[EXTRACT PROVIDED]
::::
It was also an opportunity to step back to reflect and plan. We asked ourselves, "What is it that we really like about the way that we work and what we're doing? What is it that we're doing because it's the way that we've always done it? Can we pause to think about that, particularly in relation to this mission change?" So we began to start defining, "What are the areas that there's the most energy and passion about and that we think are the most important levers for change if we really are to achieve flourishing and equitable communities?" That's housing, education, the environment and policies and leadership that are reflective of the totality of communities here in Oregon. Those things surfaced through that reflection process. They were things we were already investing in, but we hadn't named them as priorities or brought any focus to them. And it started to help us more clearly see areas where we were funding that were not among those highest priorities.

Then we wanted to also be able to think about the places where we were working in different ways with nonprofits and public sector agencies and funder partners, and through those conversations what began to emerge was that we were seeing the most change and progress and deeper relationships around the edges of the work we were doing in our initiatives and in some of our more focused funding programs. It wasn't in the responsive programs, which is where most of our capacity and funding was going. That was kind of a big "Aha", moment for folks saying, "What was different about how we're working in those areas? Organizationally, from a structural standpoint, what would we need to change to be able to do more of that kind of work?"

Kimberly Wilson:

When you arrived, Meyer was still making grants in Oregon and Southwest Washington. How did redefining the region come about? Did it play a role in the redesign? Was there tension in how we went about changing our grantmaking community?

Candy Solovjovs:

We had, for many years, included Southwest Washington within our region because of its connection to the Portland area. For a while, it had been a broader swath than Southwest Washington, then at one point had narrowed specifically to Clark County. But part of the reflection in the redesign process was around the opportunity to deepen engagement in policy and advocacy and systems change work. There was the realization that so much of that happens on the state and local level. Things like education policy, affordable housing policy, environmental policy; it's an entirely different state system with entirely different players in Washington that are tied to the rest of Washington state. If we were going to focus and deepen our work, then it made sense to really focus on the core areas that we were working in.

We also knew that our investments in Southwest Washington had been through our responsive grantmaking and we were supporting different organizations in different years. There wasn't really a consistent theme or continuity in those investments. This was important because one of the things we were really concerned about was making sure changes at Meyer did not unintentionally destabilize the nonprofits we were funding. So we took the time to analyze that, and we didn't see that pattern in the way that we were funding in Clark County.
::::
Records held in a dataset
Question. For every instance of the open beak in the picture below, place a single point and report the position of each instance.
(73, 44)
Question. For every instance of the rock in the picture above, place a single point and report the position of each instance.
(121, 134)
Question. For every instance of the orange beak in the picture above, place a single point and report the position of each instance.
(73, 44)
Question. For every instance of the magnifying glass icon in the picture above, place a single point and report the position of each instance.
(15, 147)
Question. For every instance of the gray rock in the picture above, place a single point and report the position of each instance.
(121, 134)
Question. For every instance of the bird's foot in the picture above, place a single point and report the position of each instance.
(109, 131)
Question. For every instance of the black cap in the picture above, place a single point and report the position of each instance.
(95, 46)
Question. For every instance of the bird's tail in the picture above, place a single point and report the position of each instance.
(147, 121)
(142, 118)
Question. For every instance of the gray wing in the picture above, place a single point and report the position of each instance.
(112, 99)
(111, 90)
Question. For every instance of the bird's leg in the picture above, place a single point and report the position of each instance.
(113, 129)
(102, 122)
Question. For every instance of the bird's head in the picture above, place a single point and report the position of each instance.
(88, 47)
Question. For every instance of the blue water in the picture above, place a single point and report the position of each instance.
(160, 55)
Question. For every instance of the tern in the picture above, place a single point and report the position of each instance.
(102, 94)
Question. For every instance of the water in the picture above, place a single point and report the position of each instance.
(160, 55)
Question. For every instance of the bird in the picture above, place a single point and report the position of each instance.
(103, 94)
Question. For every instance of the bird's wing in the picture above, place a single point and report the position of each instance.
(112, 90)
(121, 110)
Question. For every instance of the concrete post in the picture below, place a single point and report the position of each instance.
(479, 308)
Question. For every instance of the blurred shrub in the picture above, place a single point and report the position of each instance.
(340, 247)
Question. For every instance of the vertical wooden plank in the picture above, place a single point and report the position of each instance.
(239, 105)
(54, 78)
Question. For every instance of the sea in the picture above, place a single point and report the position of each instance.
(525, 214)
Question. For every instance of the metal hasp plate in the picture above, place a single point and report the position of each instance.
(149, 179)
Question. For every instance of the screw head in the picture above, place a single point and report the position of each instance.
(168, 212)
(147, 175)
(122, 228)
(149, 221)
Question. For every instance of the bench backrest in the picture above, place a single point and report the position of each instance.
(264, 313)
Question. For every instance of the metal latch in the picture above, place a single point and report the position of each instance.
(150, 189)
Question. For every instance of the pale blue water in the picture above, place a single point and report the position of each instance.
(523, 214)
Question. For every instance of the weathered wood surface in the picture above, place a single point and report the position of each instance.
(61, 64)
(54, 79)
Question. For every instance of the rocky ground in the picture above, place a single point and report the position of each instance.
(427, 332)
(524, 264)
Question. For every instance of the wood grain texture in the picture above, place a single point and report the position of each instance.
::::
[BRIEF 1] Reproduce word for word the part of the interview excerpt between "We also knew" and "in Clark County.", inclusive.
[BRIEF 2] According to the interview excerpt, which county had Meyer's Southwest Washington grantmaking area been narrowed to at one point?
The records aren't needed for any of this work.

[FULL ANSWER 1]
We also knew that our investments in Southwest Washington had been through our responsive grantmaking and we were supporting different organizations in different years. There wasn't really a consistent theme or continuity in those investments. This was important because one of the things we were really concerned about was making sure changes at Meyer did not unintentionally destabilize the nonprofits we were funding. So we took the time to analyze that, and we didn't see that pattern in the way that we were funding in Clark County.

[FULL ANSWER 2] Clark County.